Œuvres de grand répertoire, opéra rare, comédie musicale ou récitals, mais aussi des œuvres adaptées pour tous les publics. L’Opéra de Bordeaux dévoile une saison 2025-2026 placée sous le signe de l’amour et des amours.
C’était l’un des engagements d’Emmanuel Hondré lors de sa nomination à la tête de l’Opéra national de Bordeaux : faire de l’institution bordelaise un « Opéra citoyen » ouvert sur la cité et à tous les publics. Le pari semble réussi : Emmanuel Hondré revendique un solide renouvellement du public (fort de 50% de nouveaux spectateurs chaque saison) et la saison 2025-2026 qu’il vient de dévoiler continue de multiplier les rendez-vous pour tous. La prochaine saison comptera plus de 250 levers de rideaux, qu’il s’agisse de concerts, de récitals ou de spectacles chorégraphiques et lyriques, prenant toutes les formes (de la performance aux ateliers participatifs, en passant par les conférences et rencontres), accessibles dès le plus jeune âge et affichant tous les genres musicaux.

Données extraites:
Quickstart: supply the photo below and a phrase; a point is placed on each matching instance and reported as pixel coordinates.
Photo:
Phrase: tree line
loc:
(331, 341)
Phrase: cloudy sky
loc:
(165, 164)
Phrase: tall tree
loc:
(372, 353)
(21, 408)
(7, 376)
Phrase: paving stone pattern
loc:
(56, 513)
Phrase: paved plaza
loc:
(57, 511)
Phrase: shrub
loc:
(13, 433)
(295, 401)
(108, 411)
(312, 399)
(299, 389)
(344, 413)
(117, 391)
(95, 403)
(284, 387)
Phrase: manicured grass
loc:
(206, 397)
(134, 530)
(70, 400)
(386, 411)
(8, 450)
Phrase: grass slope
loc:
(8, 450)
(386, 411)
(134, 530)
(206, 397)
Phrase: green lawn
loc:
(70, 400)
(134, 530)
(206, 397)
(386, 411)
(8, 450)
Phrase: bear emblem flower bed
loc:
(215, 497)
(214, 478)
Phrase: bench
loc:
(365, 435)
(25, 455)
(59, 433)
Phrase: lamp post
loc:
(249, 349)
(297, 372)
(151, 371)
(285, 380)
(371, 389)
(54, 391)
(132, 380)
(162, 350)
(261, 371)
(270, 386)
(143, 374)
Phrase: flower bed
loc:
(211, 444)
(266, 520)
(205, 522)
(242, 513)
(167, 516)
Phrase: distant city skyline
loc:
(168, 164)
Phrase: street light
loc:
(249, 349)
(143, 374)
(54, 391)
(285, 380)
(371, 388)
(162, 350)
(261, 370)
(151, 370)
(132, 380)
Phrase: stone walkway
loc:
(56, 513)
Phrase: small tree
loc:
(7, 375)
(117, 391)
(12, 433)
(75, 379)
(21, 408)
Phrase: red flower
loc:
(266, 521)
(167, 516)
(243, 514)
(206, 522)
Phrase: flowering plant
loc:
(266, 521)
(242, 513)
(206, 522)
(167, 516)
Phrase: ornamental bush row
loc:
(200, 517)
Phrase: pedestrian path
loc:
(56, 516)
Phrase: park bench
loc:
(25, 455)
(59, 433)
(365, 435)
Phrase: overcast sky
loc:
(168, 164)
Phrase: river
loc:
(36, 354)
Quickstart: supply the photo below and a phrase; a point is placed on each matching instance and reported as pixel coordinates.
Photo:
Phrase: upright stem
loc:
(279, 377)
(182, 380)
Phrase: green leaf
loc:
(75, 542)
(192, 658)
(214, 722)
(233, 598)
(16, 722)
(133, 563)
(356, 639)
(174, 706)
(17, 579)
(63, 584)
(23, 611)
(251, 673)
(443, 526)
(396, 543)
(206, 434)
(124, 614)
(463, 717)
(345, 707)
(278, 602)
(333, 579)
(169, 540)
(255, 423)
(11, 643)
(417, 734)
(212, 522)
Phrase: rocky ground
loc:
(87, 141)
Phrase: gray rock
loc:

Consigne: Poursuivez l'article sur la saison 2025-2026 de l'Opéra de Bordeaux après la dernière phrase donnée.

Résultat:
Intitulée « Amour, amours », la saison lyrique apparait tout aussi éclectique et, selon Emmanuel Hondré, s’affiche « aux couleurs de l’amour : celui qui donne des couleurs si imprévisibles à la vie, celui qui a servi à raconter les grands récits (Roméo et Juliette, Porgy & Bess), celui qui a appelé à la liberté des sentiments (La Traviata, Lakmé), celui qui élève l’être humain (Iolanta, La Flûte enchantée), celui qui a inspiré les contes (Peau d’âne, Shéhérazade, Le Prince Ahmed), celui qui nourrit l’amitié (Company), celui qui tend vers l’idéal (Don Quichotte)… »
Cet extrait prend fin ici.